▸ **Usando as informações**
a. Segundo a crítica do filme:
(i) Qual era a ocupação da bisavó de Sofia?
(ii) Onde se passa a primeira parte do filme?
(iii) Quais atrizes têm suas atuações elogiadas?
b. Você pode transcrever da crítica do filme o trecho que começa em "O texto de Camelo" e segue até "momento sobre Sofia."?

▸ **Trecho do texto**
O texto de Camelo também abraça as vivências das personagens e de suas mães para construir um olhar mais plural acerca da própria natureza da morte. Sem oferecer respostas conclusivas, ele evidencia o lado mais clínico e científico na primeira metade antes de incorporar os elementos do sincretismo religioso brasileiro na segunda, visto que a bisavó de Sofia era uma benzedeira. O filme brinca com o onírico e o fantasmagórico, ao passo que usa a noção da morte para muito além do físico, especialmente no que concerne a revelação feita em determinado momento sobre Sofia.


Se há algo em que o filme acaba pecando, é justamente em determinados momentos se afastar da perspectiva infantil que o distingue. Ainda que uma das cenas mais emocionantes (envolvendo a mãe e bisavó de Sofia) não esteja diretamente relacionada às meninas, é nítido como ele é mais forte quando traz para o centro as duas protagonistas. Isso é nítido sobretudo na segunda parte, onde se vê uma tentativa do longa de trabalhar mais elementos que a impedem de possuir a mesma coesão que a primeira, no hospital, tinha.


Ainda assim, A Natureza das Coisas Invisíveis acerta e muito por poder apresentar uma discussão de um tema tão espinhoso e ainda tão tabu como a morte, valendo-se para isso da ótica infantil – construída com muito esmero e sensibilidade a partir do campo estético do filme, e também das atuações calorosas de Laura Brandão e Serena, as quais nos convencem como crianças agindo como crianças (ainda que seja perceptível como Sofia é alguém forçada a amadurecer muito cedo). Talvez nós, enquanto adultos, tenhamos muito a aprender com elas a abraçar a inevitabilidade da morte e a beleza de se estar vivo.

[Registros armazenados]

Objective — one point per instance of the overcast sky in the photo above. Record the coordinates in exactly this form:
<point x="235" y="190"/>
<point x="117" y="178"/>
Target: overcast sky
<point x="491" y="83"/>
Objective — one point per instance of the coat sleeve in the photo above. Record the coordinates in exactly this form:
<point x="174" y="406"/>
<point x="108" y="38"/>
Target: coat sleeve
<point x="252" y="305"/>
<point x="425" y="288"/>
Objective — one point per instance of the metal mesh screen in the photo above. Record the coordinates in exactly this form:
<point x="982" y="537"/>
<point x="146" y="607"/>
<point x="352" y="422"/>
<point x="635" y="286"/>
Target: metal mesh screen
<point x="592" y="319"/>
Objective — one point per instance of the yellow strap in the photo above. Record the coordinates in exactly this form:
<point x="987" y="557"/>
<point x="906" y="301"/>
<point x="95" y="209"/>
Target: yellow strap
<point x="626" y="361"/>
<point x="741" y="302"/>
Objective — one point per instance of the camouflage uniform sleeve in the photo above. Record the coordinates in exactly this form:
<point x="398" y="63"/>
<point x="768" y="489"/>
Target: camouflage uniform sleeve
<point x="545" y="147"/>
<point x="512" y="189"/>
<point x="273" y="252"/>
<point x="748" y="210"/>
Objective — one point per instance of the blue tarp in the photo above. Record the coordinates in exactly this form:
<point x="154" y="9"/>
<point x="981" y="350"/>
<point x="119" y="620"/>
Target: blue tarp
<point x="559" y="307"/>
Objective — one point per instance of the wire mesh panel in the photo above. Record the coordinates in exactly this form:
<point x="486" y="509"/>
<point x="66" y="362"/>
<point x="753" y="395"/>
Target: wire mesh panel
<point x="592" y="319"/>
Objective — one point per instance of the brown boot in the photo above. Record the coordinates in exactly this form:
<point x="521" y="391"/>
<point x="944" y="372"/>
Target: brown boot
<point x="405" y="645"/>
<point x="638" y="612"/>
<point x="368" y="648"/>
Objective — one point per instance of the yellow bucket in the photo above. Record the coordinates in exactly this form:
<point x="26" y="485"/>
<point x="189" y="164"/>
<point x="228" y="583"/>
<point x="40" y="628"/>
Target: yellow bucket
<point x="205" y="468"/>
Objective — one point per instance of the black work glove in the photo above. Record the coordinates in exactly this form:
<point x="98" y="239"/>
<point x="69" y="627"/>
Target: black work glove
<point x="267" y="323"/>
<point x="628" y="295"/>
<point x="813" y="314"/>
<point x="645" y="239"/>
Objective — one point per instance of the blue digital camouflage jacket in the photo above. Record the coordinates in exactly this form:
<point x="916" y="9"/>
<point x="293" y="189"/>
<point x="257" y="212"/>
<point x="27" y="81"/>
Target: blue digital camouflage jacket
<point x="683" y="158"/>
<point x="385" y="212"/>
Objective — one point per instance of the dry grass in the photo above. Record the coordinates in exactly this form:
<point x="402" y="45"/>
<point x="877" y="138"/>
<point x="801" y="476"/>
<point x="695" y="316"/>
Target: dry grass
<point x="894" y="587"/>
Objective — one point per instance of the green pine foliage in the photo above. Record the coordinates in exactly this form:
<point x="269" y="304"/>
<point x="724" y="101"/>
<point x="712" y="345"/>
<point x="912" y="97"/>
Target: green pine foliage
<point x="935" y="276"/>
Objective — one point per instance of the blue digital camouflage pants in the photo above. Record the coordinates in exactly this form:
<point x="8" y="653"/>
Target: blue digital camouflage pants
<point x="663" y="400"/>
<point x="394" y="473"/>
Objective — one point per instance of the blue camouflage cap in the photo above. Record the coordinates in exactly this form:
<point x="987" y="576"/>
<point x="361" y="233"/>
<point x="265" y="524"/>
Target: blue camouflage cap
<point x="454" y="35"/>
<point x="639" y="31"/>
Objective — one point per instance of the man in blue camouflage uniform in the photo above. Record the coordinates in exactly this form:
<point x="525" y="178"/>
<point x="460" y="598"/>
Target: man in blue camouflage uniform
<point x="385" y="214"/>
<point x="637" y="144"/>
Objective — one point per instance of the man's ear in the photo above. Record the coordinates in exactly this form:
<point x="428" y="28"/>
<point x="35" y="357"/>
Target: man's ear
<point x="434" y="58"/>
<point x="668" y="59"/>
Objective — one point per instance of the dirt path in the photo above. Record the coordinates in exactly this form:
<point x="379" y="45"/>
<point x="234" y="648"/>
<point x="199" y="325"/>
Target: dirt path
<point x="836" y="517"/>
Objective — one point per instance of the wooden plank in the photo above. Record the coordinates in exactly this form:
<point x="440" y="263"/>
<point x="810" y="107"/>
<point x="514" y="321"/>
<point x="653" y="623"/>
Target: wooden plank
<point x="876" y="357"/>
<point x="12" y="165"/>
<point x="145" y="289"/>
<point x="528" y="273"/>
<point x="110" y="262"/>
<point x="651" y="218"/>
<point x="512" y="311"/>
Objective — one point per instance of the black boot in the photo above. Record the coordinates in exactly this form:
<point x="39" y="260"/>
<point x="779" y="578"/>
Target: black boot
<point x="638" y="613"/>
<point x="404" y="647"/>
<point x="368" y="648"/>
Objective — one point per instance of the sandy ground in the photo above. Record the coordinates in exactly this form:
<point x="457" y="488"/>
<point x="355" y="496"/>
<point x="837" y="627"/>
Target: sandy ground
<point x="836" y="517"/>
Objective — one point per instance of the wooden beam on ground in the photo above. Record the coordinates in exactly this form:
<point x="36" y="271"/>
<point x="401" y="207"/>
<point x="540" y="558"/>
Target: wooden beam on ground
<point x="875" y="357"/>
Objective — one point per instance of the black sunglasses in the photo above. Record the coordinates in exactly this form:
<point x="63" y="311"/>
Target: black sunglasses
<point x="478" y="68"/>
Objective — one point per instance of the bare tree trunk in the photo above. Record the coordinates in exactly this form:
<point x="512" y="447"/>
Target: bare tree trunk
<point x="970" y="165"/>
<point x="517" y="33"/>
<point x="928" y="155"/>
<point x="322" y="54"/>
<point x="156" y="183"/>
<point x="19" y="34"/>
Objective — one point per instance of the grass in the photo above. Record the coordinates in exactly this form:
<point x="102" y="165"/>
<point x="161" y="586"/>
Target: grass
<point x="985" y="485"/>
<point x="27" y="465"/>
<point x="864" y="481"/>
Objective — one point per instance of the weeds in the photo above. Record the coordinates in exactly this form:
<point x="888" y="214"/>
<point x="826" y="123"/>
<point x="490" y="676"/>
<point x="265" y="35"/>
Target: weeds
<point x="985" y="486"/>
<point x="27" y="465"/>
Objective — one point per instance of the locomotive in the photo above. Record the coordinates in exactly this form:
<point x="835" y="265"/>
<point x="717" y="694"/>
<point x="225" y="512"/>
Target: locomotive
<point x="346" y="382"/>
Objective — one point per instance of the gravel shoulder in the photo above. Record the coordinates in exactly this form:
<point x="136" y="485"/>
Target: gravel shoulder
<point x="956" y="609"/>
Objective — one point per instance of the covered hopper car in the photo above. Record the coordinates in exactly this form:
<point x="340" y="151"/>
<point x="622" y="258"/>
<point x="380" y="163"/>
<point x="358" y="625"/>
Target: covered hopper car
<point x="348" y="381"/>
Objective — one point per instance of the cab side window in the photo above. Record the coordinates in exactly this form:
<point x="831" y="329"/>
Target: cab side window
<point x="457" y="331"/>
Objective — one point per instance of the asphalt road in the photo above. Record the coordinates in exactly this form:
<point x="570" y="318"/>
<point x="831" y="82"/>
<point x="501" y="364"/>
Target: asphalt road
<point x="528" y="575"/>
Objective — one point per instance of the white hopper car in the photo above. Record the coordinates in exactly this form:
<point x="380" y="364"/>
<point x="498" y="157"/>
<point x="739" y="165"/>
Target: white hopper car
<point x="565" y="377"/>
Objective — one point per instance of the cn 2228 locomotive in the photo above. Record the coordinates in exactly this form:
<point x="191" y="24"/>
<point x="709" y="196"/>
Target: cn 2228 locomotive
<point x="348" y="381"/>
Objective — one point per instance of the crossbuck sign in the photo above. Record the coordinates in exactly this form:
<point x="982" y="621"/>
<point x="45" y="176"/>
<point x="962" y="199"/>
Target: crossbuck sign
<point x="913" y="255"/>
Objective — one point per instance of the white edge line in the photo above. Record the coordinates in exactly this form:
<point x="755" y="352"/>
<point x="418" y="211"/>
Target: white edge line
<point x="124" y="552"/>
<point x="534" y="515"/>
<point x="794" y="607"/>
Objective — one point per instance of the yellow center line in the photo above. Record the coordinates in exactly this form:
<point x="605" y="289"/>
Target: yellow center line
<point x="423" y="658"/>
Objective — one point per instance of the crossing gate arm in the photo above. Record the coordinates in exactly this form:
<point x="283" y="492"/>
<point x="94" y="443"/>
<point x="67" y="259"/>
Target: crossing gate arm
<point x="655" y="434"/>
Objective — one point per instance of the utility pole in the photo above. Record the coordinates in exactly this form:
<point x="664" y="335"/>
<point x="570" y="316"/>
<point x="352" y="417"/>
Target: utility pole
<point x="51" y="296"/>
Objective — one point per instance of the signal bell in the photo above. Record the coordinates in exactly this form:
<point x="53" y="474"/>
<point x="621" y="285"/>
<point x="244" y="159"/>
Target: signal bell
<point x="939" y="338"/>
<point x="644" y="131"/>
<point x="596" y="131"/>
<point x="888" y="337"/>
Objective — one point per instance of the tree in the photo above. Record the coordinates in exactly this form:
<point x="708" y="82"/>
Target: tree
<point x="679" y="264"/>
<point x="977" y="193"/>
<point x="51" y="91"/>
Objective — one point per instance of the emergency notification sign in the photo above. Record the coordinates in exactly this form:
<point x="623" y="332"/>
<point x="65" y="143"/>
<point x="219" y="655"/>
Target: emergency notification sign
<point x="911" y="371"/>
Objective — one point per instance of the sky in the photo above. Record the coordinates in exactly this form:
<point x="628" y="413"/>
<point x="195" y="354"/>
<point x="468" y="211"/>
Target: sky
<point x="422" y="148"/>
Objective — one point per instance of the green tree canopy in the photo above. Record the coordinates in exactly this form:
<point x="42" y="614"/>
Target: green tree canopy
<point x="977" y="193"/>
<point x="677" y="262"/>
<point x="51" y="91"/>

▸ **Soluções dos problemas**
a.
(i) Benzedeira.
(ii) No hospital.
(iii) Laura Brandão e Serena.

b.
O texto de Camelo também abraça as vivências das personagens e de suas mães para construir um olhar mais plural acerca da própria natureza da morte. Sem oferecer respostas conclusivas, ele evidencia o lado mais clínico e científico na primeira metade antes de incorporar os elementos do sincretismo religioso brasileiro na segunda, visto que a bisavó de Sofia era uma benzedeira. O filme brinca com o onírico e o fantasmagórico, ao passo que usa a noção da morte para muito além do físico, especialmente no que concerne a revelação feita em determinado momento sobre Sofia.